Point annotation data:
┄┄┄┄┄┄┄┄┄┄

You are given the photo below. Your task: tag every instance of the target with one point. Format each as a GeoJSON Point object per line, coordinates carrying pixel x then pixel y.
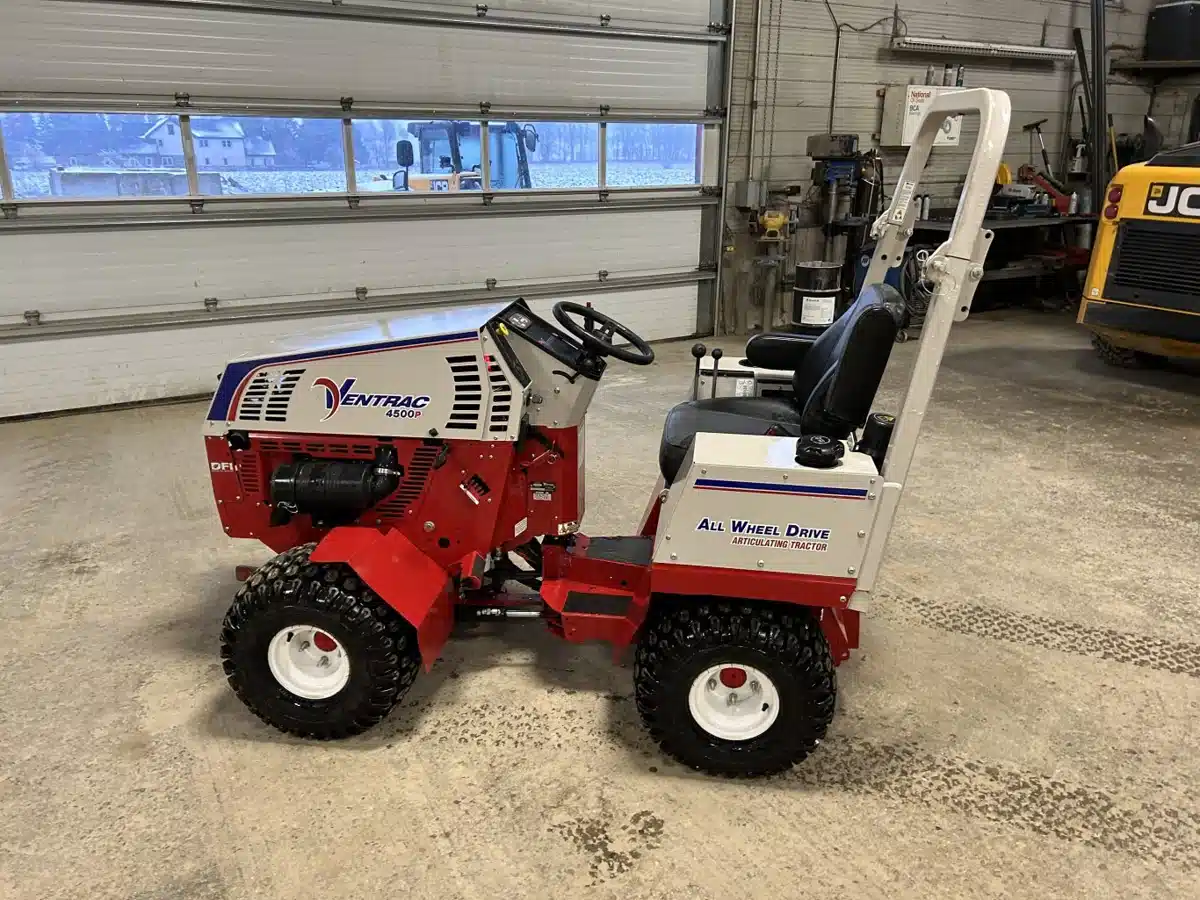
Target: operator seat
{"type": "Point", "coordinates": [833, 385]}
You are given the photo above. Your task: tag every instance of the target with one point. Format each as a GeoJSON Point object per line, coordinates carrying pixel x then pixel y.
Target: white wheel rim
{"type": "Point", "coordinates": [733, 702]}
{"type": "Point", "coordinates": [309, 663]}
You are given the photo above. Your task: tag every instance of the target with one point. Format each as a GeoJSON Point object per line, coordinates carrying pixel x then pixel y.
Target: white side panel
{"type": "Point", "coordinates": [745, 503]}
{"type": "Point", "coordinates": [144, 270]}
{"type": "Point", "coordinates": [108, 48]}
{"type": "Point", "coordinates": [71, 373]}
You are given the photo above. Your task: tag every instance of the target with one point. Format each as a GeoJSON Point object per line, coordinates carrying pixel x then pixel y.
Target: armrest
{"type": "Point", "coordinates": [779, 349]}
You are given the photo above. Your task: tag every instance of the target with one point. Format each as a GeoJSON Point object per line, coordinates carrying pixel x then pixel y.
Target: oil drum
{"type": "Point", "coordinates": [816, 298]}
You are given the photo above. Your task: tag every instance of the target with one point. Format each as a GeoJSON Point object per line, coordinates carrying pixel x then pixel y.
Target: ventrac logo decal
{"type": "Point", "coordinates": [399, 406]}
{"type": "Point", "coordinates": [1174, 201]}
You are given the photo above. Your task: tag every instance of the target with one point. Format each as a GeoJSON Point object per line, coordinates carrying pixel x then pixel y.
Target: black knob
{"type": "Point", "coordinates": [819, 451]}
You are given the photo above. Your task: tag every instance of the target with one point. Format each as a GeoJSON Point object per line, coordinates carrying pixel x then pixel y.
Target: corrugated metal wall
{"type": "Point", "coordinates": [112, 48]}
{"type": "Point", "coordinates": [796, 63]}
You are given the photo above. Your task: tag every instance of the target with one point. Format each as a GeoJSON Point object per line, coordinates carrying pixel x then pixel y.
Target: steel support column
{"type": "Point", "coordinates": [1099, 108]}
{"type": "Point", "coordinates": [712, 232]}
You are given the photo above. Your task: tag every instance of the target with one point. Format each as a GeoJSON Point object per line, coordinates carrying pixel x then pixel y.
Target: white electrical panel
{"type": "Point", "coordinates": [904, 107]}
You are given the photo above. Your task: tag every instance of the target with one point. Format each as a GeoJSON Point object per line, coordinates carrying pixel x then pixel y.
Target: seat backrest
{"type": "Point", "coordinates": [844, 367]}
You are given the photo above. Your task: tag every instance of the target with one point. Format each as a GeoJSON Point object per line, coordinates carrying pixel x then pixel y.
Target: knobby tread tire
{"type": "Point", "coordinates": [1119, 357]}
{"type": "Point", "coordinates": [682, 640]}
{"type": "Point", "coordinates": [292, 591]}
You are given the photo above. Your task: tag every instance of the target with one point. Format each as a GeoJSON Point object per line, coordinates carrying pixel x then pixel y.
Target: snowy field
{"type": "Point", "coordinates": [29, 185]}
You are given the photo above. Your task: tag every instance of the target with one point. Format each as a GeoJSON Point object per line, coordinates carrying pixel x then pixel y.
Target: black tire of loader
{"type": "Point", "coordinates": [291, 591]}
{"type": "Point", "coordinates": [1123, 357]}
{"type": "Point", "coordinates": [786, 643]}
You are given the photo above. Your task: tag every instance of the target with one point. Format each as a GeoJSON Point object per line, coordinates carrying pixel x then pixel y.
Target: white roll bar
{"type": "Point", "coordinates": [955, 269]}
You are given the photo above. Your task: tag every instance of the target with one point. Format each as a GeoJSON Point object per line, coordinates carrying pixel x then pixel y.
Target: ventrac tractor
{"type": "Point", "coordinates": [433, 471]}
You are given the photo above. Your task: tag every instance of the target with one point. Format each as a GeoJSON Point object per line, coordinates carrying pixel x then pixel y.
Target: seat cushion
{"type": "Point", "coordinates": [721, 415]}
{"type": "Point", "coordinates": [780, 349]}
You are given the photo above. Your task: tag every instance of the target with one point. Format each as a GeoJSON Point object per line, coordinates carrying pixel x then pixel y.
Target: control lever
{"type": "Point", "coordinates": [697, 353]}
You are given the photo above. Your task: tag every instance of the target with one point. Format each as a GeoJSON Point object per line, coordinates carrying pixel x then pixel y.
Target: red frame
{"type": "Point", "coordinates": [427, 541]}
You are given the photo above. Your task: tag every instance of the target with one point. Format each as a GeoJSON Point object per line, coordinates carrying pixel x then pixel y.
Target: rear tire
{"type": "Point", "coordinates": [371, 663]}
{"type": "Point", "coordinates": [778, 655]}
{"type": "Point", "coordinates": [1125, 357]}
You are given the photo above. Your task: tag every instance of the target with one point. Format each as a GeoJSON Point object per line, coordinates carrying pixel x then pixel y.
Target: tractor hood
{"type": "Point", "coordinates": [412, 329]}
{"type": "Point", "coordinates": [403, 376]}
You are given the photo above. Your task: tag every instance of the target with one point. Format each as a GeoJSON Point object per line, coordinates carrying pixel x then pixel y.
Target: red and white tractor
{"type": "Point", "coordinates": [433, 471]}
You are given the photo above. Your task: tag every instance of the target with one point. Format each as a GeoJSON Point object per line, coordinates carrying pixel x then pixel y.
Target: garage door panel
{"type": "Point", "coordinates": [144, 270]}
{"type": "Point", "coordinates": [136, 367]}
{"type": "Point", "coordinates": [694, 13]}
{"type": "Point", "coordinates": [108, 48]}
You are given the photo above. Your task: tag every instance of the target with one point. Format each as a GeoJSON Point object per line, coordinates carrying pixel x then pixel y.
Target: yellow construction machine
{"type": "Point", "coordinates": [1141, 300]}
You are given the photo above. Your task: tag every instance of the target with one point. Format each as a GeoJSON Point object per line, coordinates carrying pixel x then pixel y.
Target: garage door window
{"type": "Point", "coordinates": [445, 155]}
{"type": "Point", "coordinates": [647, 155]}
{"type": "Point", "coordinates": [88, 155]}
{"type": "Point", "coordinates": [544, 155]}
{"type": "Point", "coordinates": [269, 155]}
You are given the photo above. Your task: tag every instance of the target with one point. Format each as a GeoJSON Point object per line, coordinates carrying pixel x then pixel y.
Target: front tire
{"type": "Point", "coordinates": [735, 689]}
{"type": "Point", "coordinates": [1125, 357]}
{"type": "Point", "coordinates": [313, 652]}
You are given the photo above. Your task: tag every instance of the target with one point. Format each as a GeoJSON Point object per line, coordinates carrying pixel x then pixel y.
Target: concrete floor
{"type": "Point", "coordinates": [1021, 720]}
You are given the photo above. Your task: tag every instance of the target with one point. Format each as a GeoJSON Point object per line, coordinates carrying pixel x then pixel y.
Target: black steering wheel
{"type": "Point", "coordinates": [599, 340]}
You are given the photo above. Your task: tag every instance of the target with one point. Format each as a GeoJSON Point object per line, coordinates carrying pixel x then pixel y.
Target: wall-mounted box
{"type": "Point", "coordinates": [904, 107]}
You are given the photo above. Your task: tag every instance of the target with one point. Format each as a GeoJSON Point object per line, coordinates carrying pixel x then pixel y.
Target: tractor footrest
{"type": "Point", "coordinates": [594, 612]}
{"type": "Point", "coordinates": [631, 551]}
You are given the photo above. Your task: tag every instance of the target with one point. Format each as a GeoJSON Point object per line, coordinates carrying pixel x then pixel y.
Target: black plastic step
{"type": "Point", "coordinates": [634, 551]}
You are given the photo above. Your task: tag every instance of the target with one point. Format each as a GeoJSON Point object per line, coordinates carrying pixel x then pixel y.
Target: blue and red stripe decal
{"type": "Point", "coordinates": [238, 373]}
{"type": "Point", "coordinates": [833, 493]}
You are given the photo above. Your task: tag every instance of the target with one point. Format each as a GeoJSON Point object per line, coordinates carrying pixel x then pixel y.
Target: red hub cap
{"type": "Point", "coordinates": [328, 645]}
{"type": "Point", "coordinates": [733, 677]}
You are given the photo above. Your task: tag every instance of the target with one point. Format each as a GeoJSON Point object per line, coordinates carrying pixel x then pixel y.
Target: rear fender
{"type": "Point", "coordinates": [407, 580]}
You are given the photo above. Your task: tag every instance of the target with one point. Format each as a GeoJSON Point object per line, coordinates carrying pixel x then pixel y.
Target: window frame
{"type": "Point", "coordinates": [195, 163]}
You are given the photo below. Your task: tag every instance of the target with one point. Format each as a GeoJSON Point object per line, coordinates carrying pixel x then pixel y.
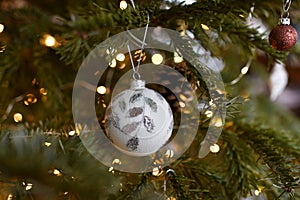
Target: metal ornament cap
{"type": "Point", "coordinates": [283, 36]}
{"type": "Point", "coordinates": [139, 121]}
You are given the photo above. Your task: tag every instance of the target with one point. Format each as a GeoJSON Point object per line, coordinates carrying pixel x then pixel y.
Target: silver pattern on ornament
{"type": "Point", "coordinates": [139, 121]}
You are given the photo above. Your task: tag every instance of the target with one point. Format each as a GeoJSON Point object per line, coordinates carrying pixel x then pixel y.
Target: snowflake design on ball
{"type": "Point", "coordinates": [133, 144]}
{"type": "Point", "coordinates": [148, 123]}
{"type": "Point", "coordinates": [136, 97]}
{"type": "Point", "coordinates": [112, 120]}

┄┄┄┄┄┄┄┄┄┄

* Task instructions
How many of the lines above contain the string "white"? Reply with the number alone.

* Correct result
5